## DATA LINES
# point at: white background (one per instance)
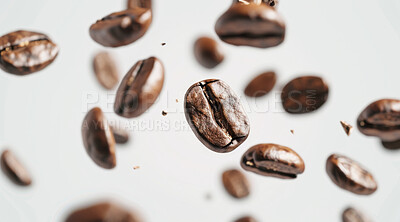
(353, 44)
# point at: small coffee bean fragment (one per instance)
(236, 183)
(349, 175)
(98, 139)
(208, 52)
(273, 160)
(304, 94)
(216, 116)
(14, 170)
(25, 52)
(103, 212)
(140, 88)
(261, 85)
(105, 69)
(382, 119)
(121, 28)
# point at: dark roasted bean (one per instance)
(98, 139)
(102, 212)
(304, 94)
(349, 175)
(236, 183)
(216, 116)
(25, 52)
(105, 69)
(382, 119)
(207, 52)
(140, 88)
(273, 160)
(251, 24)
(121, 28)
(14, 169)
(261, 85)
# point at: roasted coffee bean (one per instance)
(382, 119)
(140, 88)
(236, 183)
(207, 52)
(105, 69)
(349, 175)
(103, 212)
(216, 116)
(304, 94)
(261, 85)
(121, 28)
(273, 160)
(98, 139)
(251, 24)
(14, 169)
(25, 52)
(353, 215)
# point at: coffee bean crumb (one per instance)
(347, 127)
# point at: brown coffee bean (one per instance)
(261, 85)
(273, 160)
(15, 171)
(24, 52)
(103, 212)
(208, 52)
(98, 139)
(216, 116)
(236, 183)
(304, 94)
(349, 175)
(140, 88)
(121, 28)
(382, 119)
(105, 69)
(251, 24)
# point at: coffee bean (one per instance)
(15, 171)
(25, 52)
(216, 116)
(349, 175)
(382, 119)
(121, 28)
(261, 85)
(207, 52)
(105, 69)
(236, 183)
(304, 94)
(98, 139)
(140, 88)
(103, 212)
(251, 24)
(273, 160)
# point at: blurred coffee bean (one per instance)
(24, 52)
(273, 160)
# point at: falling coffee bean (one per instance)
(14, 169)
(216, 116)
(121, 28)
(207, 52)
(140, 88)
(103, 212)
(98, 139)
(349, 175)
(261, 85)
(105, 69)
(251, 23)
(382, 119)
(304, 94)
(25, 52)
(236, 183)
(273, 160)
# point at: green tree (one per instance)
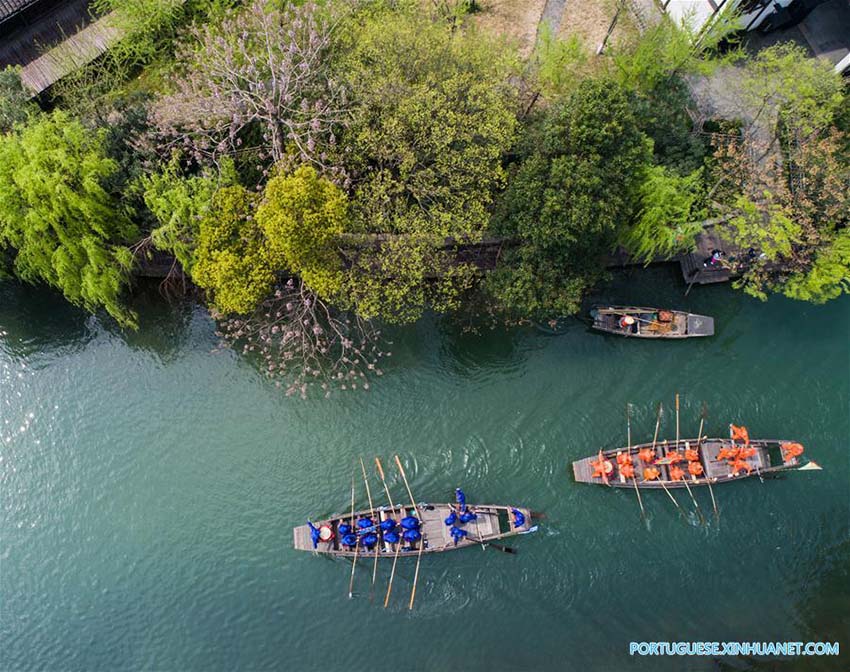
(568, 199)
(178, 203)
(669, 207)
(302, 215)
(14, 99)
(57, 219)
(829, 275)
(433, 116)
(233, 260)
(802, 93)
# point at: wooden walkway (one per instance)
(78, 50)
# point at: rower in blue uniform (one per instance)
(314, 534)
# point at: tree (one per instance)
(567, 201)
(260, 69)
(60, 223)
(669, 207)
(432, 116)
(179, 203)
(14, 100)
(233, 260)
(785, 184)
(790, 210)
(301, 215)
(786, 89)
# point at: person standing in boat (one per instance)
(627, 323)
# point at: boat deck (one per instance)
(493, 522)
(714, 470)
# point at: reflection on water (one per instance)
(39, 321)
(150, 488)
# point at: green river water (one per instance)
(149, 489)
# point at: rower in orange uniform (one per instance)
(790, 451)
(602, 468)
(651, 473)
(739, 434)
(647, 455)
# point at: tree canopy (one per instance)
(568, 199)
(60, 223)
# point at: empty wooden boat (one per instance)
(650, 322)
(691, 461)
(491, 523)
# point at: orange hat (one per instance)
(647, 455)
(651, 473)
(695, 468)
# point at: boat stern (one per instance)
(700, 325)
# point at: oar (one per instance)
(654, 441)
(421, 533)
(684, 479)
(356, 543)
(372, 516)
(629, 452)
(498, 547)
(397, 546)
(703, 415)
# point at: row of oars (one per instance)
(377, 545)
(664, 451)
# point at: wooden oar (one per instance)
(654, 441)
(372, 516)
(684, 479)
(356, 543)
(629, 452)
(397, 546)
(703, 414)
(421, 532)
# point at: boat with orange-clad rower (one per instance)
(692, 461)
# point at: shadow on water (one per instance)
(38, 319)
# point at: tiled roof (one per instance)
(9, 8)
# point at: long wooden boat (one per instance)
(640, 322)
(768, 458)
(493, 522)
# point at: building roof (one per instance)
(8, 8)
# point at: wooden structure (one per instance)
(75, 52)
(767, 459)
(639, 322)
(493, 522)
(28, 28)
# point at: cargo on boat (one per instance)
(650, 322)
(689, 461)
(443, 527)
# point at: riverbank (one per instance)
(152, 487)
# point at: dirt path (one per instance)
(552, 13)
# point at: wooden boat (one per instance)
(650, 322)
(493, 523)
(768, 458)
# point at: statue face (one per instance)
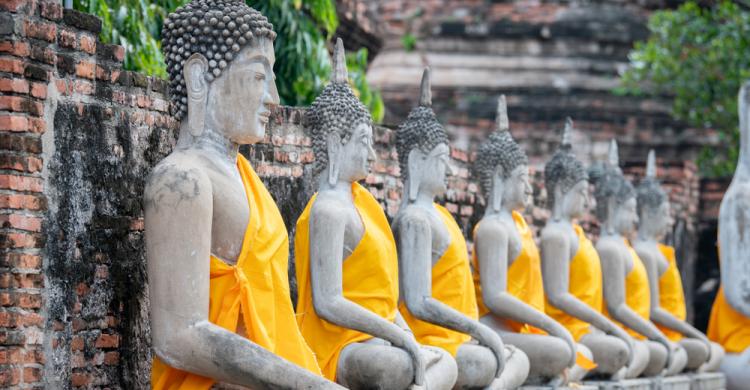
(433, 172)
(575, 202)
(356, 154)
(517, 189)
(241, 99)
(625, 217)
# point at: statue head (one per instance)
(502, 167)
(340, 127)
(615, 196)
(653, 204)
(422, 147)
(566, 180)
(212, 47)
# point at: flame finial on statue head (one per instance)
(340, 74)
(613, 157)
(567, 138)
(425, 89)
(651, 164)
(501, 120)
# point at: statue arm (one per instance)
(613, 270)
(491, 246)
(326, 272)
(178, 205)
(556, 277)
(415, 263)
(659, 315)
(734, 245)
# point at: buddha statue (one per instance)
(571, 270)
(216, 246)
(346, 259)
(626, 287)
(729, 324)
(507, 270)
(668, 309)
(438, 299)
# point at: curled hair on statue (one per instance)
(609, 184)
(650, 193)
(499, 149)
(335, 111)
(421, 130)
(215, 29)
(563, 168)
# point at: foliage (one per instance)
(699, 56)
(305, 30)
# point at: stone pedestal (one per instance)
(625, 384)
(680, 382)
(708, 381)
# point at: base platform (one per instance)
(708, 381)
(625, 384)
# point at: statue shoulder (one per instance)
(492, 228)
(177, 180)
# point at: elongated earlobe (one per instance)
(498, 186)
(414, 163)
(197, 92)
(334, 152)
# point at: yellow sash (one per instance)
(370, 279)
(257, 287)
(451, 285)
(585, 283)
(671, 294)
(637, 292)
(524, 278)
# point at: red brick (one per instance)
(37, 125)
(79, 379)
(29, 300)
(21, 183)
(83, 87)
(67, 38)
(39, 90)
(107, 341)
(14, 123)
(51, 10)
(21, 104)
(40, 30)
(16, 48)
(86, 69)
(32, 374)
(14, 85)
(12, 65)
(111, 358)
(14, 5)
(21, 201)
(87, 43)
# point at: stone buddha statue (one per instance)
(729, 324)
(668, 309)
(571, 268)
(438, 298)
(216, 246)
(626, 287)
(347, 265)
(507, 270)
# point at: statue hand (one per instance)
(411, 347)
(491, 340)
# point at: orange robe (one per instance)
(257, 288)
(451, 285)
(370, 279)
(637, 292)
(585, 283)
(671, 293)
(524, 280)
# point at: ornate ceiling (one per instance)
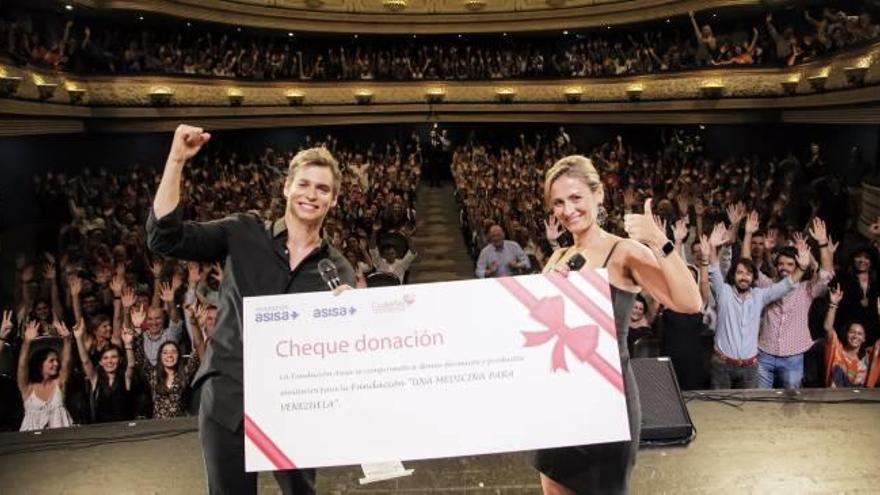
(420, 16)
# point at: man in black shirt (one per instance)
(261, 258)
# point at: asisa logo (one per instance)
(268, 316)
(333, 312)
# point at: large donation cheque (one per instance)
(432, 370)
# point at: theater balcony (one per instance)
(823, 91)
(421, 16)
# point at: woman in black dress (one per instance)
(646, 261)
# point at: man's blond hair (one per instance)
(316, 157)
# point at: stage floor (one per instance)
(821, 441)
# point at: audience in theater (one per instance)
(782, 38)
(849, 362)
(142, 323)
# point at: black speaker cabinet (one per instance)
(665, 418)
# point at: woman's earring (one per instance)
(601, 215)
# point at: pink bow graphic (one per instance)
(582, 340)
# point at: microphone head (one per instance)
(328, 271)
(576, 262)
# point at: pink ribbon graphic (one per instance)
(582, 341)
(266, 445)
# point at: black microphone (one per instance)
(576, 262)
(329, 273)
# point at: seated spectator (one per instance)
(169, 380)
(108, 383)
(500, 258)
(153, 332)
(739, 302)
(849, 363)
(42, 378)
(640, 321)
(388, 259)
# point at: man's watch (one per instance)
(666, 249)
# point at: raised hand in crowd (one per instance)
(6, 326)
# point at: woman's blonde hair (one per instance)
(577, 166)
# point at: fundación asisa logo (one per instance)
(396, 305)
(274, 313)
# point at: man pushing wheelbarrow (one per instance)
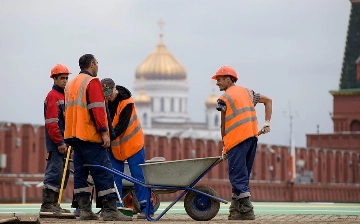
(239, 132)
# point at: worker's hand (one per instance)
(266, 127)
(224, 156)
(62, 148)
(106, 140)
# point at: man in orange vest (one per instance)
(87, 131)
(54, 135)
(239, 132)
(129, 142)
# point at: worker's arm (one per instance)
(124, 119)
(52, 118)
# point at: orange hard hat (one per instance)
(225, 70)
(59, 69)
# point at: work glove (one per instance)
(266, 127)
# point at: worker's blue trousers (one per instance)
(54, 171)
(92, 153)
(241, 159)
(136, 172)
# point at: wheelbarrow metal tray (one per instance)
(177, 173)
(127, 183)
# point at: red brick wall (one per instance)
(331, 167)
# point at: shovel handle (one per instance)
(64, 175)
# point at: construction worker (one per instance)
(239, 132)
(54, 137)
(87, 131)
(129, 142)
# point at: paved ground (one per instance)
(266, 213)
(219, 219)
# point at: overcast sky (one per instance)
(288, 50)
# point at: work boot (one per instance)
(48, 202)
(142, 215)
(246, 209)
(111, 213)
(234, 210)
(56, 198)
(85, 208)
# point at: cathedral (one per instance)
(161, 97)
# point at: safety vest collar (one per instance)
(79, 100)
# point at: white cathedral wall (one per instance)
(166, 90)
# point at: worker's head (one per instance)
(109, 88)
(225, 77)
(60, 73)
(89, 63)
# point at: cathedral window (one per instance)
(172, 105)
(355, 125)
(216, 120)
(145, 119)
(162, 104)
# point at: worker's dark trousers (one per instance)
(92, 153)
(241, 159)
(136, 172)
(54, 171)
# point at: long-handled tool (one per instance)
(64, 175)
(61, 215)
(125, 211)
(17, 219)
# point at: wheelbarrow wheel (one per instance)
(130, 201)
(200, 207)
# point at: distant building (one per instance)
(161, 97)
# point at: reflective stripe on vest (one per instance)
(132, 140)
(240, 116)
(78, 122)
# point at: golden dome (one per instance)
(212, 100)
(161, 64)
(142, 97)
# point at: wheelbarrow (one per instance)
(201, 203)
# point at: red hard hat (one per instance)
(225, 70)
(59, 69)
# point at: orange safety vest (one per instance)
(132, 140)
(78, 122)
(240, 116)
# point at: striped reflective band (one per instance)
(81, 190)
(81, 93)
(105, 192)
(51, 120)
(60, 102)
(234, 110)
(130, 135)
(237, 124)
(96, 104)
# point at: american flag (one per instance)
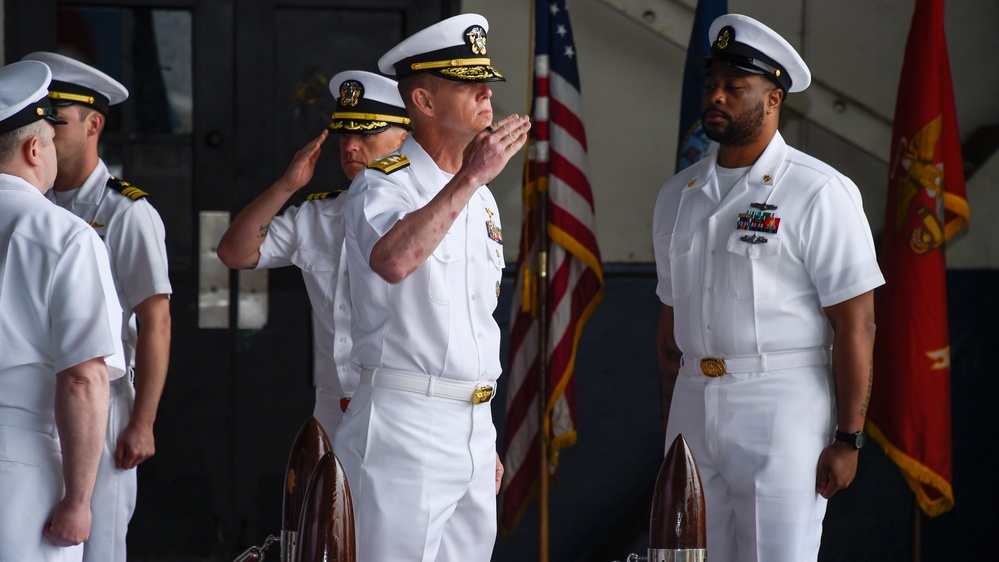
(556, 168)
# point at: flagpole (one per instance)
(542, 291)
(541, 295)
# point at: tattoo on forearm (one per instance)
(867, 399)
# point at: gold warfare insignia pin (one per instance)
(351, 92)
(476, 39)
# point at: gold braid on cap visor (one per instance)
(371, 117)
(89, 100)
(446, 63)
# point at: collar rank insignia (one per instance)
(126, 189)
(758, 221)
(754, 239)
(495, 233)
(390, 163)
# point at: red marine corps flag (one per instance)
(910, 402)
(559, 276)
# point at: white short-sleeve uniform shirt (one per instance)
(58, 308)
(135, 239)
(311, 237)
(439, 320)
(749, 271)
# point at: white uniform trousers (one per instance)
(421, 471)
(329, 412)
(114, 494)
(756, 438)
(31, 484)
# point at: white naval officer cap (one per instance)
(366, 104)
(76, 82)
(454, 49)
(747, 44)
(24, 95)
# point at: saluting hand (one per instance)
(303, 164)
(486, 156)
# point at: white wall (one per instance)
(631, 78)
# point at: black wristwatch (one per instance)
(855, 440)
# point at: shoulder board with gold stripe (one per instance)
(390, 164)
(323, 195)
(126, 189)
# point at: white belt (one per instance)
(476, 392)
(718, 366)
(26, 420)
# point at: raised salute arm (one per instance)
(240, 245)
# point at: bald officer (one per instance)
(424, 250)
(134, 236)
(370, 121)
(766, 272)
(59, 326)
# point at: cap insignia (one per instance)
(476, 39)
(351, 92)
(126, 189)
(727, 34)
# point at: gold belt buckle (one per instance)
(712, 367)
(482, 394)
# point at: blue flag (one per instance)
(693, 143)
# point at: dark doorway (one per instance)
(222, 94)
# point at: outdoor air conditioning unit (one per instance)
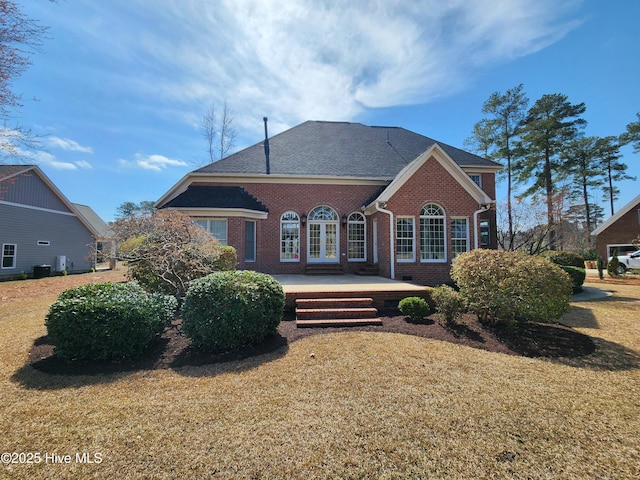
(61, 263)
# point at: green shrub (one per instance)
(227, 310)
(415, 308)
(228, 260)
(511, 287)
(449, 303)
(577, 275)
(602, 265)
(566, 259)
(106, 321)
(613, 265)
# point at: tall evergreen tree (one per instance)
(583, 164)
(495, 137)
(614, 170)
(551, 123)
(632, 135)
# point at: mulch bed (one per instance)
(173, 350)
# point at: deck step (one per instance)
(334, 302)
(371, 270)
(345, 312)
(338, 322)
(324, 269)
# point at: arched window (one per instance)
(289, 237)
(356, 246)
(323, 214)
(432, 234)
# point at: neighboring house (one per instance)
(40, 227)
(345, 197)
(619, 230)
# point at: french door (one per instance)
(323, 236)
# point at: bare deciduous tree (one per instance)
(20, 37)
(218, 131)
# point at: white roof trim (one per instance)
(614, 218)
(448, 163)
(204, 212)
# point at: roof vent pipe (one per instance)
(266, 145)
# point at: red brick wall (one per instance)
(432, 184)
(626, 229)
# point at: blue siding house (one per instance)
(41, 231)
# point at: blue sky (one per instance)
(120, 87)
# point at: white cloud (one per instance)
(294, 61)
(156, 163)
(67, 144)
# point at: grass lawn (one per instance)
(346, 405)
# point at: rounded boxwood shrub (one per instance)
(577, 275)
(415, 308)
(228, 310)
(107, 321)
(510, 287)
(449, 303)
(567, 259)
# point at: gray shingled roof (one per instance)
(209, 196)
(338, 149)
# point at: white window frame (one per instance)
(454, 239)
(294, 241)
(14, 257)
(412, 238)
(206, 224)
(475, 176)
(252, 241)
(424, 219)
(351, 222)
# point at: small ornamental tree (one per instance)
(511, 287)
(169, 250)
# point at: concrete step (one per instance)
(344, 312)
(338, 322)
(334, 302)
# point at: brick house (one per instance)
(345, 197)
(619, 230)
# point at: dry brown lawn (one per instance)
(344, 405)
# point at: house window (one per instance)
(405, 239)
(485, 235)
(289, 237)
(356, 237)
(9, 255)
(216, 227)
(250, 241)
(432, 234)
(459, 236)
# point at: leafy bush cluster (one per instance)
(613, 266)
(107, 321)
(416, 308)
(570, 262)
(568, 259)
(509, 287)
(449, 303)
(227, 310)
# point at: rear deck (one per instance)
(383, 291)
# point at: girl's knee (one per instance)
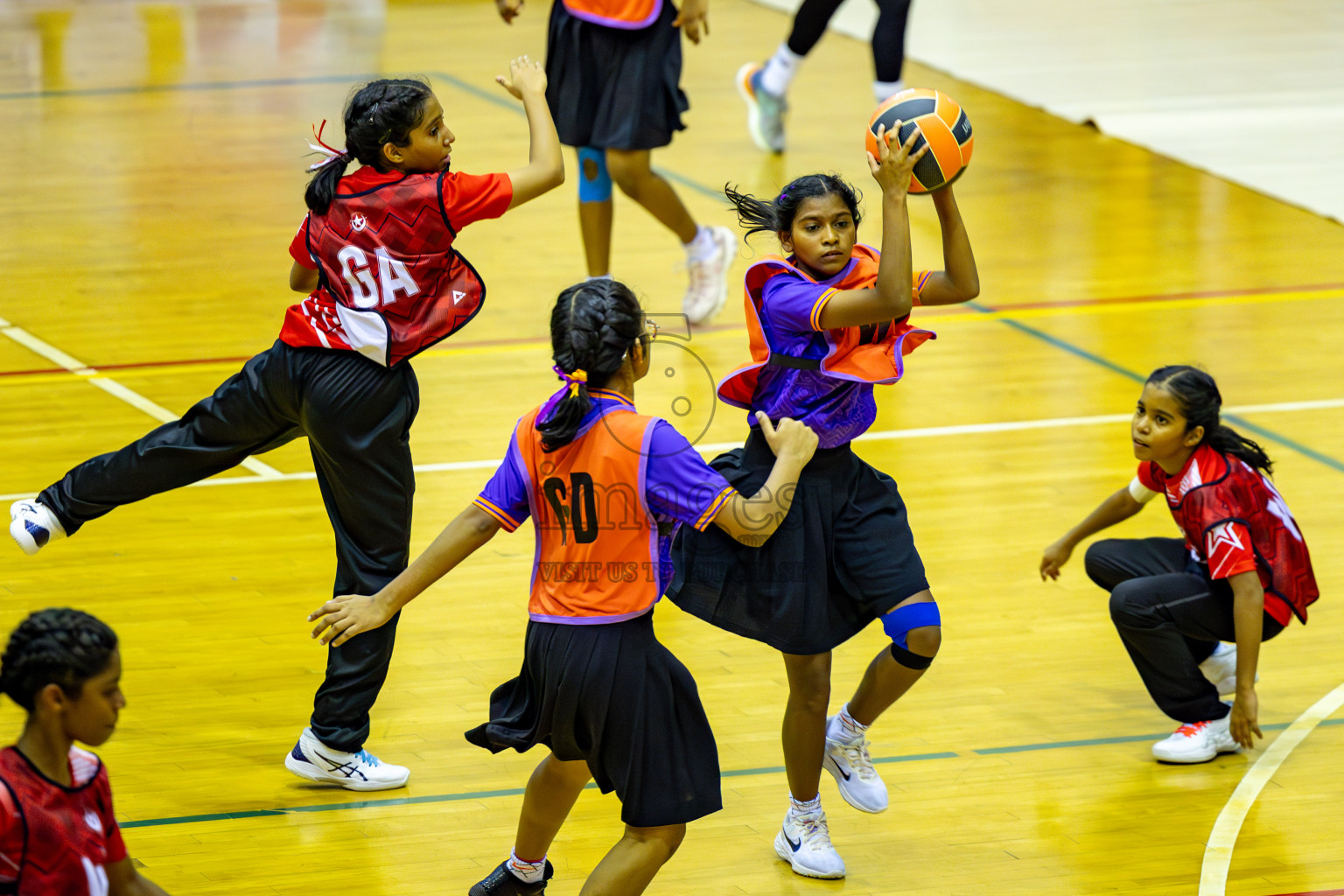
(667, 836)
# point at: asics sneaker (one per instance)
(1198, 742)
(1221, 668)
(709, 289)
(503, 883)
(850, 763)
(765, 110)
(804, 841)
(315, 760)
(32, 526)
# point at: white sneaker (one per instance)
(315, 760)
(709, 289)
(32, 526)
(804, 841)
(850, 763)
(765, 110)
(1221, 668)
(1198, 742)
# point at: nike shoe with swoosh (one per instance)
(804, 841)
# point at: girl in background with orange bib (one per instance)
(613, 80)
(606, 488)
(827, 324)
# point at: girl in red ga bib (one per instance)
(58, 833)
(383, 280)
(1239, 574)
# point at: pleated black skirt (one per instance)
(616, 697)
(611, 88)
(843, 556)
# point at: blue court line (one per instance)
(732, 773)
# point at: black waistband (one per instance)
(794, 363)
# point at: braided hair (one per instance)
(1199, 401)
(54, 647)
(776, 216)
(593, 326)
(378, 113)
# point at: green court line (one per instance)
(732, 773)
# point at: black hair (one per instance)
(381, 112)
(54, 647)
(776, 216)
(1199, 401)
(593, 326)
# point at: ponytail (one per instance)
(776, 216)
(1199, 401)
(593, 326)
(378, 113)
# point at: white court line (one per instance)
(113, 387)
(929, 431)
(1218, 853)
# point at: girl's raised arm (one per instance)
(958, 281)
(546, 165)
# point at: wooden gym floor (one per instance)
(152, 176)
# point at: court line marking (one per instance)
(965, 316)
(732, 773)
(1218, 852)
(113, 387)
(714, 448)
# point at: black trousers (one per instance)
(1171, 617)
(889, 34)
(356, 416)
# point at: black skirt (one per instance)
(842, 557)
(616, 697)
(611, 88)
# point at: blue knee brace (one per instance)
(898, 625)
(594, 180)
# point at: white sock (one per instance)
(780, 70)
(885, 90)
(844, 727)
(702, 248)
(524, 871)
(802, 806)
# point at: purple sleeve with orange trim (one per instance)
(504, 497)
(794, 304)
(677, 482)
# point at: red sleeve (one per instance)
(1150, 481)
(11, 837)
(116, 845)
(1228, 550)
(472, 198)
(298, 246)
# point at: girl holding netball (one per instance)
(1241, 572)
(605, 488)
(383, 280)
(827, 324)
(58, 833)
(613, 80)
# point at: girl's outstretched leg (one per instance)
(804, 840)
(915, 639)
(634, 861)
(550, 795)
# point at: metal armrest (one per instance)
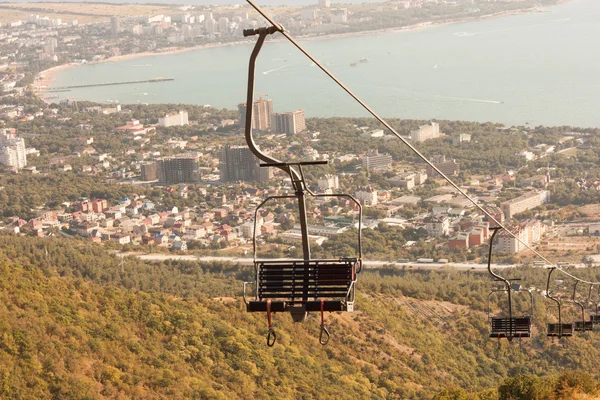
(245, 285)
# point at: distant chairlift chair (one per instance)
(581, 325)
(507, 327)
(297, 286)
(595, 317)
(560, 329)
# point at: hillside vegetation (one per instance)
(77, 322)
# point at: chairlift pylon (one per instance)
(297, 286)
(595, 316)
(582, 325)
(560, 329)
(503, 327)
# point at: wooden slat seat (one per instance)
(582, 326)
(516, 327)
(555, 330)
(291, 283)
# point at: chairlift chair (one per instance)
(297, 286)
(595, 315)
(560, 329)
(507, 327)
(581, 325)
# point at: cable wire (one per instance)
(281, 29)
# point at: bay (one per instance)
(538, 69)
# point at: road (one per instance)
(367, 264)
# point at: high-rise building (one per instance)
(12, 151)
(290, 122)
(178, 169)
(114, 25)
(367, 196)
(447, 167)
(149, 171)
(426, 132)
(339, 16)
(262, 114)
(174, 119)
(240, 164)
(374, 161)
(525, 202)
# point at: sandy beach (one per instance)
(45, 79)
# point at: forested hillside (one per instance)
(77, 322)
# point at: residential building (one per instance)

## WHAT YOU SHOULD DO
Copy the rows above word for word, starting at the line containing "# point at: chairlift pylon" and continuing through the final line, with both of those lines included.

## THE SOLUTION
# point at: chairlift pylon (one per instance)
(297, 286)
(595, 316)
(582, 325)
(560, 329)
(503, 327)
# point at: wooden slat seat (one per instance)
(582, 326)
(516, 327)
(555, 330)
(291, 283)
# point at: chairlift chair (one per instance)
(297, 286)
(595, 315)
(560, 329)
(507, 327)
(581, 325)
# point at: cable wire (one per instance)
(281, 29)
# point at: bay (one per instance)
(538, 69)
# point at: road (one per instance)
(367, 264)
# point at: high-rise building (one per instance)
(12, 151)
(290, 122)
(178, 169)
(114, 25)
(367, 196)
(447, 167)
(149, 171)
(426, 132)
(339, 16)
(262, 114)
(174, 119)
(240, 164)
(374, 161)
(525, 202)
# point at: sandy beach (one per instance)
(45, 79)
# point at: forested hillside (one per instance)
(77, 322)
# point at: residential building (one per instance)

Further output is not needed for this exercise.